» **Page**
=-=-=

Synchronization (computer science)
|This article needs additional citations for verification. (November 2014)|
In computer science, synchronization refers to one of two distinct but related concepts: synchronization of processes, and synchronization of data. Process synchronization refers to the idea that multiple processes are to join up or handshake at a certain point, in order to reach an agreement or commit to a certain sequence of action. Data Synchronization refers to the idea of keeping multiple copies of a dataset in coherence with one another, or to maintain data integrity. Process synchronization primitives are commonly used to implement data synchronization.
- 1 Thread or process synchronization
- 1.1 Classic Problems of Synchronization
- 1.2 Hardware Synchronization
- 1.3 Synchronization strategies in programming languages
- 1.4 Synchronization examples
- 1.5 See
- 2 Data synchronization
- 3 Mathematical foundations
- 4 See also
- 5 References
- 6 External links
Thread or process synchronization
Thread synchronization or serialization, strictly defined, is the application of particular mechanisms to ensure that two concurrently-executing threads or processes do not execute specific portions of a program at the same time, referred to as mutual exclusion. If one thread has begun to execute a serialized portion of the program called a critical section, any other thread trying to execute this portion must wait until the first thread finishes. If such synchronization measures are not taken, it can result in a race condition where variable values are unpredictable and depend on the timings of the thread or process context switch.

=-=-=

» **Supplied data**
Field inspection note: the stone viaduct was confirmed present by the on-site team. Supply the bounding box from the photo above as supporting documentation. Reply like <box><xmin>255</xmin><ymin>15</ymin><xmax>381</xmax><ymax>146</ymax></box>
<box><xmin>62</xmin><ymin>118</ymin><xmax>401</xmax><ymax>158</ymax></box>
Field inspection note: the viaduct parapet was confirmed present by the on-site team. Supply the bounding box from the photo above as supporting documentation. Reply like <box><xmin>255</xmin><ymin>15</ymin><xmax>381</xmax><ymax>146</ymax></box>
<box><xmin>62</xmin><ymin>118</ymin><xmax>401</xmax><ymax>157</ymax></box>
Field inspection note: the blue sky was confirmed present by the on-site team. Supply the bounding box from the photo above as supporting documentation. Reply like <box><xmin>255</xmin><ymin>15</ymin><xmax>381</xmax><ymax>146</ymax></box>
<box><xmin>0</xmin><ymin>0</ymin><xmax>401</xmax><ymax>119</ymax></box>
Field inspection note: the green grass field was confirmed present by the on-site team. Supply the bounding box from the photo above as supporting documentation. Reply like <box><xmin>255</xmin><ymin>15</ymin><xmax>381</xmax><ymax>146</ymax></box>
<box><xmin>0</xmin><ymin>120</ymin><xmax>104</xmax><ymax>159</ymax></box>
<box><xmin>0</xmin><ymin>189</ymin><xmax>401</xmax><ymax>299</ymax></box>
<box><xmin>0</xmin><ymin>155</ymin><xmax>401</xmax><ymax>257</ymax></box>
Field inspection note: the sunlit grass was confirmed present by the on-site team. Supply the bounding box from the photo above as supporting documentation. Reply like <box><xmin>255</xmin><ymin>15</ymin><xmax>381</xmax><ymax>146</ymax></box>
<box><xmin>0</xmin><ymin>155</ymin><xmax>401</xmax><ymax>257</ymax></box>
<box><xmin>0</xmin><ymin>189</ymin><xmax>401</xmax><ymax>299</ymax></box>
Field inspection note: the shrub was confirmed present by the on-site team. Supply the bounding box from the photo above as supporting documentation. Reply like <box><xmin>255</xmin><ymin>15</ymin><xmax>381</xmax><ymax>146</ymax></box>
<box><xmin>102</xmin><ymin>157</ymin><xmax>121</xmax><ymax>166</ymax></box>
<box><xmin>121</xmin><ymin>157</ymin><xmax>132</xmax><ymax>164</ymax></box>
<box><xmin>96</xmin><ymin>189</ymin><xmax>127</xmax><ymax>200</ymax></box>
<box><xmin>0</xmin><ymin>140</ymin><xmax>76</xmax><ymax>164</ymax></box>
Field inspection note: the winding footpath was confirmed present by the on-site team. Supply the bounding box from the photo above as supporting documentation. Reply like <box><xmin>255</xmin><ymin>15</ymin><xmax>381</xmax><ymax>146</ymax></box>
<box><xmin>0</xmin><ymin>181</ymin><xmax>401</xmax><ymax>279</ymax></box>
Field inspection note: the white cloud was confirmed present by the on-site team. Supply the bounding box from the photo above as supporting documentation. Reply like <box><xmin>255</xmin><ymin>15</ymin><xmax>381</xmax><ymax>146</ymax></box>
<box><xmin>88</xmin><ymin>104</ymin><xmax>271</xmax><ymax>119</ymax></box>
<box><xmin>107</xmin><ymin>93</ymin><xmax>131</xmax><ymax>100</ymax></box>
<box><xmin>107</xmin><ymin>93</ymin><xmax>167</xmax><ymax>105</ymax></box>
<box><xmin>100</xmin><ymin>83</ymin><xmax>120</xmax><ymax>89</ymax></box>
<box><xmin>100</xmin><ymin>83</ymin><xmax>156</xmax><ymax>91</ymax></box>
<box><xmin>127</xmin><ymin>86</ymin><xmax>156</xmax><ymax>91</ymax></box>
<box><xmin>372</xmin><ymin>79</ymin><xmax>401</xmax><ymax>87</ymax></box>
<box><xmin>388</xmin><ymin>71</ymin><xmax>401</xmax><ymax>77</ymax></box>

=-=-=

» **Job 1**
In the synchronization article, what term names the requirement that two concurrently executing threads not run specific portions of a program at the same time?
» **Job 2**
Return the passage of the synchronization article starting at "Synchronization (computer science)" and ending at "implement data synchronization.", copied word for word.

» **Output 1**
Mutual exclusion.

» **Output 2**
Synchronization (computer science)
|This article needs additional citations for verification. (November 2014)|
In computer science, synchronization refers to one of two distinct but related concepts: synchronization of processes, and synchronization of data. Process synchronization refers to the idea that multiple processes are to join up or handshake at a certain point, in order to reach an agreement or commit to a certain sequence of action. Data Synchronization refers to the idea of keeping multiple copies of a dataset in coherence with one another, or to maintain data integrity. Process synchronization primitives are commonly used to implement data synchronization.